[INSTRUCTIONS FOR THE TASK]
Please repeat all of the lines that follow, exactly as written.

▬▬▬▬▬▬

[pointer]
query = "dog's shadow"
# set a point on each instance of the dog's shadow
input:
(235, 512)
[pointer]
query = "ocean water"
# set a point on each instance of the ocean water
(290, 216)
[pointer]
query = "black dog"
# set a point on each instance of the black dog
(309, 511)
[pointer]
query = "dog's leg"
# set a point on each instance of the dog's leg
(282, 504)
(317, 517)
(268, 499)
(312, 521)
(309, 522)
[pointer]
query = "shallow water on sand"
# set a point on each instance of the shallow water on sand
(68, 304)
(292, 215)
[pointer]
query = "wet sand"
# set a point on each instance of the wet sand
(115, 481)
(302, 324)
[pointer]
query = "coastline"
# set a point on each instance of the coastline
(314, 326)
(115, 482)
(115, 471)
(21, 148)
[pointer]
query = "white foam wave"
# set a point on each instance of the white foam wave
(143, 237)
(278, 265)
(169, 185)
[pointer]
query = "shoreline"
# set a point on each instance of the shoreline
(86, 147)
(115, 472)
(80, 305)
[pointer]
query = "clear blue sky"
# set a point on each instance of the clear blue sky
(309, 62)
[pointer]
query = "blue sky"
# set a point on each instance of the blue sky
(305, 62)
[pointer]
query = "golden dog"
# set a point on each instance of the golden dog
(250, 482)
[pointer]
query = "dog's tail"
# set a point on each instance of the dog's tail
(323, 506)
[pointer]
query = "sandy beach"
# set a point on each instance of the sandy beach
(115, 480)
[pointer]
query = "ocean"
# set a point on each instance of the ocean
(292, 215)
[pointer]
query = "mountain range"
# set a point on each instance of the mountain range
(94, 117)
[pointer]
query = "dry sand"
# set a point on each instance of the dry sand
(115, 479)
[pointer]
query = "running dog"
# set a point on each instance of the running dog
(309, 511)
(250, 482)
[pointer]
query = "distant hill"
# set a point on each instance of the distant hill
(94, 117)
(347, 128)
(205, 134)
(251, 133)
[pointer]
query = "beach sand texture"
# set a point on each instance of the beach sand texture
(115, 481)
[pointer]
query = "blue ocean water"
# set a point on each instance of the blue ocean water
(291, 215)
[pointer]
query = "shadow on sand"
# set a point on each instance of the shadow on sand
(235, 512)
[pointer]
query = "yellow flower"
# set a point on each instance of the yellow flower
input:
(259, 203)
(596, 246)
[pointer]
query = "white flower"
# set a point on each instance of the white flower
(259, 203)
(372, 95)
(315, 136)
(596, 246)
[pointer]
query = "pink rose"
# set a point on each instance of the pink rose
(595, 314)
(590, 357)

▬▬▬▬▬▬

[RESULT OF THE TASK]
[pointer]
query = "dog's shadow"
# set a point on each instance of the dog's shadow
input:
(235, 512)
[pointer]
query = "ocean water"
# set a point on each instance of the ocean water
(290, 216)
[pointer]
query = "black dog"
# set a point on each instance of the black dog
(309, 511)
[pointer]
query = "dog's leg"
# set a point on each instance of the dog's leg
(282, 504)
(317, 517)
(268, 499)
(312, 521)
(309, 522)
[pointer]
query = "shallow water on sand"
# set a point on each instance of the shallow water on sand
(68, 304)
(292, 215)
[pointer]
query = "wet sand"
# set a point on each instance of the wet sand
(115, 481)
(302, 324)
[pointer]
query = "coastline"
# set a point on each instance of the coastline
(314, 326)
(115, 482)
(115, 471)
(21, 148)
[pointer]
query = "white foam wave"
# set a point on each instance of the white foam wave
(143, 237)
(278, 265)
(169, 185)
[pointer]
query = "shoreline"
# set a point on each instance of the shoreline
(86, 147)
(115, 472)
(80, 305)
[pointer]
query = "clear blue sky"
# set a point on each instance of the clear blue sky
(309, 62)
[pointer]
query = "blue sky"
# set a point on each instance of the blue sky
(305, 62)
[pointer]
query = "golden dog"
# set a point on each instance of the golden dog
(250, 482)
[pointer]
query = "dog's tail"
# set a point on each instance of the dog's tail
(323, 506)
[pointer]
query = "sandy beach"
# set a point on each instance of the sandy beach
(115, 480)
[pointer]
query = "ocean"
# set a point on each instance of the ocean
(292, 215)
[pointer]
query = "mountain range"
# set a point on each instance of the mountain range
(94, 117)
[pointer]
query = "dry sand"
# set a point on each instance of the dry sand
(115, 479)
[pointer]
query = "running dog"
# set a point on each instance of the running dog
(309, 511)
(250, 482)
[pointer]
query = "distant hill"
# set a point on each instance of the distant hill
(94, 117)
(347, 128)
(205, 134)
(251, 133)
[pointer]
query = "beach sand texture"
# set a point on each instance of the beach sand texture
(115, 481)
[pointer]
query = "blue ocean water"
# set a point on each instance of the blue ocean water
(291, 215)
[pointer]
query = "shadow on sand"
# set a point on each instance of the shadow on sand
(235, 512)
[pointer]
query = "yellow flower"
# set a point on each instance of the yellow flower
input:
(259, 203)
(596, 246)
[pointer]
query = "white flower"
# set a point on each instance of the white flower
(259, 203)
(372, 95)
(315, 136)
(596, 246)
[pointer]
query = "pink rose"
# set a point on each instance of the pink rose
(595, 314)
(590, 357)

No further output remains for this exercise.